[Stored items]
________
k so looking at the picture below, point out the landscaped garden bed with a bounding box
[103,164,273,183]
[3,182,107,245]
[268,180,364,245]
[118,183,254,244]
________
• _AIM OF THE EXERCISE_
Please output all of the entries without changing a single character.

• _YOUR RESPONSE_
k so looking at the picture below, point out the landscaped garden bed with a bounding box
[103,164,273,183]
[3,182,107,245]
[268,180,364,245]
[118,183,254,244]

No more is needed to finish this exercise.